THE INPUT —

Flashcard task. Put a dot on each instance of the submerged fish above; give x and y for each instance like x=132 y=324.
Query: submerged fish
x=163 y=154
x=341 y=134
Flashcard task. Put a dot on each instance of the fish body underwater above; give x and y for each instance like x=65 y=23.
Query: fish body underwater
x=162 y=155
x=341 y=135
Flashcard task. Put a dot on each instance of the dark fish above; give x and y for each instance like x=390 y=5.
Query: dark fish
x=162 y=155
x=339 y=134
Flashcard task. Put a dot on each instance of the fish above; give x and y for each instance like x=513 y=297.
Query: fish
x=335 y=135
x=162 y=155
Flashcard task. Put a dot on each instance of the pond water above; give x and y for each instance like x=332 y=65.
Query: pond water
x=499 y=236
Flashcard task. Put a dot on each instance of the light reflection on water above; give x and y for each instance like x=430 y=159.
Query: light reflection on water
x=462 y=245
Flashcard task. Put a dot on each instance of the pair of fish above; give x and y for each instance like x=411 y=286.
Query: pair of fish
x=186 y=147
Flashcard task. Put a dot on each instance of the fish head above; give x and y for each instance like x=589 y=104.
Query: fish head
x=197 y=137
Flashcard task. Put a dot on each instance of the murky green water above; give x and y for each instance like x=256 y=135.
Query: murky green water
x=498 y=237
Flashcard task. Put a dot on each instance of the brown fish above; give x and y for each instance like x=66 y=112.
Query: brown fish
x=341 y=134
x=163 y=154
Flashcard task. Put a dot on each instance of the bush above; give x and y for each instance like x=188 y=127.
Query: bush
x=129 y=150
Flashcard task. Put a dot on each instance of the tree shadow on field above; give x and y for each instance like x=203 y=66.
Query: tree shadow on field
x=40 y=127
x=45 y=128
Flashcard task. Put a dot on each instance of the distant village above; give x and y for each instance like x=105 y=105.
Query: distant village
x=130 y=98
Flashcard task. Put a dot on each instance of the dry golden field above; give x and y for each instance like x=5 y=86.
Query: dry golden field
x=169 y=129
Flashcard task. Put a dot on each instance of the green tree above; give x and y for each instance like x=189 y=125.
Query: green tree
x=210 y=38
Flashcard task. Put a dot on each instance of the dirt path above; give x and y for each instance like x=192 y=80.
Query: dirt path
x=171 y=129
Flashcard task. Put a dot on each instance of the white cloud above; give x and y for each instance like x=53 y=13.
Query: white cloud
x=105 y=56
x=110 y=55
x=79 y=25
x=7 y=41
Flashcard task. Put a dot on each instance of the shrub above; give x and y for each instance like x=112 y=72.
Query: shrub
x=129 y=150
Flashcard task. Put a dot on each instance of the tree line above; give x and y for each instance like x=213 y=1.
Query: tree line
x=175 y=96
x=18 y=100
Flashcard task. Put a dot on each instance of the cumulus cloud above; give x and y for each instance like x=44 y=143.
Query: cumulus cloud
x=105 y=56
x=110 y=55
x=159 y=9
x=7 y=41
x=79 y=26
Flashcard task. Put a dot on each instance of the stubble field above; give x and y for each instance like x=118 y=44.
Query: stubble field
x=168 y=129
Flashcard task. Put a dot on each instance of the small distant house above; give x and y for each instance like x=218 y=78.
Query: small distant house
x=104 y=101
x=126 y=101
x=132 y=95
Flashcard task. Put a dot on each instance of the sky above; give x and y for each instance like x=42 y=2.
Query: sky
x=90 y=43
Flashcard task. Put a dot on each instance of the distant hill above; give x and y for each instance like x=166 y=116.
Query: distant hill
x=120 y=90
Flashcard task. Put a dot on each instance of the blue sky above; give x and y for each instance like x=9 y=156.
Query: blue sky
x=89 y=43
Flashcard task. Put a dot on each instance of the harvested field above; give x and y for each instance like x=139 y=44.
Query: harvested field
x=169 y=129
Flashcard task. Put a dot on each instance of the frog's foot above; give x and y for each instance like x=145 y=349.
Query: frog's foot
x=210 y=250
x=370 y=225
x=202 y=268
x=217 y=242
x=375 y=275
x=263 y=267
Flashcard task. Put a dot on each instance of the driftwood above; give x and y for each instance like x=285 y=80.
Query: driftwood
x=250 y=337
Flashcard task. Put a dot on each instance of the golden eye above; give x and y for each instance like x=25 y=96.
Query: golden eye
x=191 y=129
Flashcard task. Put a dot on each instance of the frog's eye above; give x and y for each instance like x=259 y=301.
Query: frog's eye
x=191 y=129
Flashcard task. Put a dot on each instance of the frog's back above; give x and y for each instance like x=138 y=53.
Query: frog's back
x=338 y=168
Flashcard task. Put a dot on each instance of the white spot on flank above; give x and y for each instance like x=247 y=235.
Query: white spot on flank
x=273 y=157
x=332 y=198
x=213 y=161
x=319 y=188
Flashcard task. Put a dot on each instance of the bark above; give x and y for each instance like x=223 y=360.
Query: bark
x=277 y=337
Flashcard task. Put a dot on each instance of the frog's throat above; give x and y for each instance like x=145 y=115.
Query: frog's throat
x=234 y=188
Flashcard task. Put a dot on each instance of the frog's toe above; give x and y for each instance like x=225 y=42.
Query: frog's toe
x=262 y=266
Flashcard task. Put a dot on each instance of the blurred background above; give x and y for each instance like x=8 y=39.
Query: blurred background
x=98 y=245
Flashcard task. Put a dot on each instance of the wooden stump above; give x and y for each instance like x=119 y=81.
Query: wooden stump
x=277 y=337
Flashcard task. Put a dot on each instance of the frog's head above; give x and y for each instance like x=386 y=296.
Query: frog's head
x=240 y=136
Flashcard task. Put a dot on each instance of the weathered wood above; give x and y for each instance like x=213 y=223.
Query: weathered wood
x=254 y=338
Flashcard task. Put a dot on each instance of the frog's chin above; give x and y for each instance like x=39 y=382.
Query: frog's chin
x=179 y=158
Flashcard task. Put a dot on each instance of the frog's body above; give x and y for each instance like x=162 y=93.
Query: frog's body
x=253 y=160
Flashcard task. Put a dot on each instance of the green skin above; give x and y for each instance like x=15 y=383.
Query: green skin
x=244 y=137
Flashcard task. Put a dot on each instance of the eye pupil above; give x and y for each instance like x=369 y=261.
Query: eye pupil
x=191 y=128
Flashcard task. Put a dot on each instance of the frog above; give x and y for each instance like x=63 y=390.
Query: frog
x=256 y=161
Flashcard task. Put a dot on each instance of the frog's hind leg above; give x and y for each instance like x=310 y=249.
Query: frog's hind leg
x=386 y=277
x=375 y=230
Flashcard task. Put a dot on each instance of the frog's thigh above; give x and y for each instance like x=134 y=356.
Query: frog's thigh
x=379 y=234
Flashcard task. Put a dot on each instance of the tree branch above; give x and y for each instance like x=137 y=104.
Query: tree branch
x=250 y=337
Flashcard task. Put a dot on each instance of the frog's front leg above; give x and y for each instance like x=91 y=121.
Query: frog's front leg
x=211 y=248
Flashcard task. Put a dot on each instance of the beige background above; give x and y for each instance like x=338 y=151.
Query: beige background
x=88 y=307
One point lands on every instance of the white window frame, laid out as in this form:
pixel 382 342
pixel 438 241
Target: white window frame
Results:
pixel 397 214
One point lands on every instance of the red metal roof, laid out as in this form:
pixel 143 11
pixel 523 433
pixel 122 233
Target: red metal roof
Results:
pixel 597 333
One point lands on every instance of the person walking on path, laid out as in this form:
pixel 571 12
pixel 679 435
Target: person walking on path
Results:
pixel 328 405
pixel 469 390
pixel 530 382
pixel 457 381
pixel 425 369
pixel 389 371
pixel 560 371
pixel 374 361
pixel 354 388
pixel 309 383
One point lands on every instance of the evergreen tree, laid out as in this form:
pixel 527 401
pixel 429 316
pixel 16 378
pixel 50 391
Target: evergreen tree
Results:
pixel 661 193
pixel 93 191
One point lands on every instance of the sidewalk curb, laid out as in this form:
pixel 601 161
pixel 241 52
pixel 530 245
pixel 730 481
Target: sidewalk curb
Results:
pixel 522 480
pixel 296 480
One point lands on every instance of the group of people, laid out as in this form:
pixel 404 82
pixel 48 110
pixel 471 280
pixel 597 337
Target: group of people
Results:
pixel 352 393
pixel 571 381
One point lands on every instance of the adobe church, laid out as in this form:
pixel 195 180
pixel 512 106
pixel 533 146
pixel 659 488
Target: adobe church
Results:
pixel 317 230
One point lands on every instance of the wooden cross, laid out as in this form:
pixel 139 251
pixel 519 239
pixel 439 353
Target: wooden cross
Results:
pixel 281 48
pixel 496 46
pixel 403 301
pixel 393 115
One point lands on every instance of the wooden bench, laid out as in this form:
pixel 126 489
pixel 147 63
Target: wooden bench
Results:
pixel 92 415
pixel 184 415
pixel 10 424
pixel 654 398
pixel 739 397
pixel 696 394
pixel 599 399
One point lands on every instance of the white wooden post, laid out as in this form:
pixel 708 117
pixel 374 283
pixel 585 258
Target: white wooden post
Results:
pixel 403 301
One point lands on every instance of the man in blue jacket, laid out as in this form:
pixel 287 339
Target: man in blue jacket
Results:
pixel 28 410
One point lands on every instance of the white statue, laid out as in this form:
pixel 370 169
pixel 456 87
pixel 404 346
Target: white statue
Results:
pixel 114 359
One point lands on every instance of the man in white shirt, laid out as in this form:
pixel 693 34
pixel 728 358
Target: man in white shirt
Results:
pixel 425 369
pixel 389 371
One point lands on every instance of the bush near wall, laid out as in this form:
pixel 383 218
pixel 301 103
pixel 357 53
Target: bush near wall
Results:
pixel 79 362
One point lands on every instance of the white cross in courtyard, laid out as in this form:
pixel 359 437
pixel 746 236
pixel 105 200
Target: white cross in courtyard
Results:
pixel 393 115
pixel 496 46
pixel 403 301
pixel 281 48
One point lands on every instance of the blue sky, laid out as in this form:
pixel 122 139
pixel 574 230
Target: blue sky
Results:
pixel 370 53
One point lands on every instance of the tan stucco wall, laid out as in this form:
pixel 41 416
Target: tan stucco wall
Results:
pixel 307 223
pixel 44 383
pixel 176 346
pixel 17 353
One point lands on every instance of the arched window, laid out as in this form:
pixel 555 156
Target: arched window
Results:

PROBLEM DESCRIPTION —
Can you format everything from the line containing "One point lands on every instance of the blue" down to the line containing "pixel 17 353" as a JSON list of strings, one string per line, with blank lines left out?

EXERCISE SOLUTION —
[
  "One point lands on every instance of the blue sky, laid out as in this form:",
  "pixel 122 139",
  "pixel 574 230",
  "Target: blue sky",
  "Results:",
  "pixel 370 53",
  "One point lands on every instance of the tan stucco wall, laid out as in this form:",
  "pixel 41 416",
  "Target: tan stucco wall",
  "Results:",
  "pixel 307 223",
  "pixel 44 383",
  "pixel 176 346",
  "pixel 17 353"
]